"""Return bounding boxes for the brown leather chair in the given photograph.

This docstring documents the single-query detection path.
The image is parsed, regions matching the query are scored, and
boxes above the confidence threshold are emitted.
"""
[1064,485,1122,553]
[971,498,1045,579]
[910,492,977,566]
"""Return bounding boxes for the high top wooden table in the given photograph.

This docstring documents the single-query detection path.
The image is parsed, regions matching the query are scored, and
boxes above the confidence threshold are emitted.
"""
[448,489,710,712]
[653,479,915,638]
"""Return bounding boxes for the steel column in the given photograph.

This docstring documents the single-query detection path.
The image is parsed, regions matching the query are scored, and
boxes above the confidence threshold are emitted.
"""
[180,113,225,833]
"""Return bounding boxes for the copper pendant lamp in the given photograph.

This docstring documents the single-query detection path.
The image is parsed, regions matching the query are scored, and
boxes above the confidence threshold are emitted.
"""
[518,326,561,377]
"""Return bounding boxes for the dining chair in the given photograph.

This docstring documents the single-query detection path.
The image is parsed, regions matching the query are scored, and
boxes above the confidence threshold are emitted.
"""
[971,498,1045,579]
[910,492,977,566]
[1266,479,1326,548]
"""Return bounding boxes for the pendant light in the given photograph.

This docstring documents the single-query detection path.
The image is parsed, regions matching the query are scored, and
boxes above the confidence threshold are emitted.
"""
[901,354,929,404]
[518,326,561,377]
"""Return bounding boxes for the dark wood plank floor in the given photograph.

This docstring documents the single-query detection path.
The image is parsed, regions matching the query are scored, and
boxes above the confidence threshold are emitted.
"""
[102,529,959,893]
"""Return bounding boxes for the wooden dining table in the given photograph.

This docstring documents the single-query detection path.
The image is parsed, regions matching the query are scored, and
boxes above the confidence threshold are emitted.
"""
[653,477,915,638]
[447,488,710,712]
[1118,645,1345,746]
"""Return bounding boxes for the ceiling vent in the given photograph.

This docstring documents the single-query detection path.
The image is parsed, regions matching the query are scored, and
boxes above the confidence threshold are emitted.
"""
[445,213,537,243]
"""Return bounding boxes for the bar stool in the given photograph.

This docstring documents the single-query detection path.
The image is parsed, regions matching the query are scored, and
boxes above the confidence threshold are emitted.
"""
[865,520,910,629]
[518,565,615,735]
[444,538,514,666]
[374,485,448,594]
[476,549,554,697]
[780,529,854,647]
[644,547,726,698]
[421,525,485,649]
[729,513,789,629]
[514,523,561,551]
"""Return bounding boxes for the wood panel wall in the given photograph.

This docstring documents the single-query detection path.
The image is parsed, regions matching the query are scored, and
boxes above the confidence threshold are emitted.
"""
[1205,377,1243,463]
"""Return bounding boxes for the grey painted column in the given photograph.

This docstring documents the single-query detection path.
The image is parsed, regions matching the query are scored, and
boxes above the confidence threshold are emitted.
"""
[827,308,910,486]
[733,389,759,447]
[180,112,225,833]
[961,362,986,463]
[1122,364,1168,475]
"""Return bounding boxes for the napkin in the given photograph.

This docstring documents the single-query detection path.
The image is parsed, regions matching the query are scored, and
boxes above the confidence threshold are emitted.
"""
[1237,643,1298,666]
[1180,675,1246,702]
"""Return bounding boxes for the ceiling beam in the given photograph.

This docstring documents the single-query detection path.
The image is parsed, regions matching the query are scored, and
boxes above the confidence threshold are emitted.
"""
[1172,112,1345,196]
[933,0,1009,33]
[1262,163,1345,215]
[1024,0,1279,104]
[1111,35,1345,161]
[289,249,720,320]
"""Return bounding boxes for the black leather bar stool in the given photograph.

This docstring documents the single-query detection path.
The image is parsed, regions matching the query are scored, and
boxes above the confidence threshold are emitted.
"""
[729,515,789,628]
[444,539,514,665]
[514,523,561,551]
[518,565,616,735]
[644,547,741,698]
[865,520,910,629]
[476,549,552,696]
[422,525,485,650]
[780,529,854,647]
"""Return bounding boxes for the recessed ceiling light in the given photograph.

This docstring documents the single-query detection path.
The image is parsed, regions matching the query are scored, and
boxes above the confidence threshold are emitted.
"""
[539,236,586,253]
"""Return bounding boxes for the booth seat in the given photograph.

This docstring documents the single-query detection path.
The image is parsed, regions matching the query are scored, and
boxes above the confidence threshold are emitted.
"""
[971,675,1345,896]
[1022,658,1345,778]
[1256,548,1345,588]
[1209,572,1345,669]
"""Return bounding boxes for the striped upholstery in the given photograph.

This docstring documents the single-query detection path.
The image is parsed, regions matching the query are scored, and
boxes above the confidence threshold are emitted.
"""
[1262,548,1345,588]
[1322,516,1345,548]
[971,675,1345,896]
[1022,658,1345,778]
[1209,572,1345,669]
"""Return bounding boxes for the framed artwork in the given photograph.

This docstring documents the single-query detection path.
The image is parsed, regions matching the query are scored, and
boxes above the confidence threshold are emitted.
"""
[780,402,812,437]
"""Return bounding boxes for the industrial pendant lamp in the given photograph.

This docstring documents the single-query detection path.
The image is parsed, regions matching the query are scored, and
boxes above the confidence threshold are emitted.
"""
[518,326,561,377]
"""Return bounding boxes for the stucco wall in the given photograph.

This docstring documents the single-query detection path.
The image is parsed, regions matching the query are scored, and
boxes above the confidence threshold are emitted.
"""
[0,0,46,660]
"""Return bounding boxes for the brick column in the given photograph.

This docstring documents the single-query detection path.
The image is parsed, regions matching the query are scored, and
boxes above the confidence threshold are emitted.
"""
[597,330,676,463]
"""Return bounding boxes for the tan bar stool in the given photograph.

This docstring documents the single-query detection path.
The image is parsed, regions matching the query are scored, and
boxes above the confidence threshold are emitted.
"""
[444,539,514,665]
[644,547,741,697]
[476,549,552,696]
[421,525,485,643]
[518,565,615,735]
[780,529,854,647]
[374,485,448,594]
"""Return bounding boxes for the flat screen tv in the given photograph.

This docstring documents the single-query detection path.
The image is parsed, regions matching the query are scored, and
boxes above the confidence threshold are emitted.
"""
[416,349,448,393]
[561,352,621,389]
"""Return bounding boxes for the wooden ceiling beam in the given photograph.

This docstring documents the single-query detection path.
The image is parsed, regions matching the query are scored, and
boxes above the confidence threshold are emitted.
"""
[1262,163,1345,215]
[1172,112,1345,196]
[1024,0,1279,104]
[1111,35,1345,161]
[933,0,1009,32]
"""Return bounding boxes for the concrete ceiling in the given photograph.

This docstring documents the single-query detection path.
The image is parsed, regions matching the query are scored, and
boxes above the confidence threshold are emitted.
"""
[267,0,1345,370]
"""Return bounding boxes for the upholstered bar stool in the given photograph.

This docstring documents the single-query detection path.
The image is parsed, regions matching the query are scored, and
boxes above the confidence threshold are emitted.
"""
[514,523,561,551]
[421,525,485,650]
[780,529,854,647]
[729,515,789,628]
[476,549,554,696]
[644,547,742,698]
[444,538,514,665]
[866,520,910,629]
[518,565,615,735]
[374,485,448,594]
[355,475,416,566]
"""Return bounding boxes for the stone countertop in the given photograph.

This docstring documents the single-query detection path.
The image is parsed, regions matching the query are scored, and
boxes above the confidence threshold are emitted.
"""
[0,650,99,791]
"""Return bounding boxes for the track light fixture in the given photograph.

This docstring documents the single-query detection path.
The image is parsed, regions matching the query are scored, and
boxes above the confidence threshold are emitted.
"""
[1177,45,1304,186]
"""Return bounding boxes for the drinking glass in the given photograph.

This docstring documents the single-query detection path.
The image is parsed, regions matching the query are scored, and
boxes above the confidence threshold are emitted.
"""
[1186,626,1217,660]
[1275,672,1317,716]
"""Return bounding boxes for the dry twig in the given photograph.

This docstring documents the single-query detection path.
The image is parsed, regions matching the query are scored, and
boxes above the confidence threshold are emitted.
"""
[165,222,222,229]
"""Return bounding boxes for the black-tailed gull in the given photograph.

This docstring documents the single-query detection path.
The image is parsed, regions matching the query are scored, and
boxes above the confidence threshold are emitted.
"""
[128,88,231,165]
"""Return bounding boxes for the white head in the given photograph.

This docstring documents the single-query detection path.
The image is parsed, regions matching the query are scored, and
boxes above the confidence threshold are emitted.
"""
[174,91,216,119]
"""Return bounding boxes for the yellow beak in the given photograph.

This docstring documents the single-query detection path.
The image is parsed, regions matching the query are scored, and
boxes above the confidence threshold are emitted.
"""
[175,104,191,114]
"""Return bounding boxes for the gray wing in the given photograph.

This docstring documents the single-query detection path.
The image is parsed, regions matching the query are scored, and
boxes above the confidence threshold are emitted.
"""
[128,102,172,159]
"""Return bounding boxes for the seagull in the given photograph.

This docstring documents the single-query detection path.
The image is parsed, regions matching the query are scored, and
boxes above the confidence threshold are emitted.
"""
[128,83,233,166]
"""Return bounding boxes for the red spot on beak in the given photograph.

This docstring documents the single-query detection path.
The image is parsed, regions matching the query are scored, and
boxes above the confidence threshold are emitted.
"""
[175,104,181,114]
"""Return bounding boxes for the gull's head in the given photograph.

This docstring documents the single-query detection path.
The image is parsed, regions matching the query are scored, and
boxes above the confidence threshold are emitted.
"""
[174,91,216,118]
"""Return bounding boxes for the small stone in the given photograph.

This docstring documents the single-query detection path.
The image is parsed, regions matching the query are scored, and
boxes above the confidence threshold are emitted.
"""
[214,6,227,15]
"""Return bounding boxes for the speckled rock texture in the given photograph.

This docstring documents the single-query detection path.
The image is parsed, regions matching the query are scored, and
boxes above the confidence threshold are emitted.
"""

===============

- [Directions for this task] Pull out every line of the rows above that contains the string "pendant". Case matters.

- [Completed exercise]
"""Return bounding boxes for the copper pendant lamp in the given photograph.
"""Return bounding boxes for the pendant light in the given photograph.
"""Return bounding boxes for the industrial pendant lamp in the given photograph.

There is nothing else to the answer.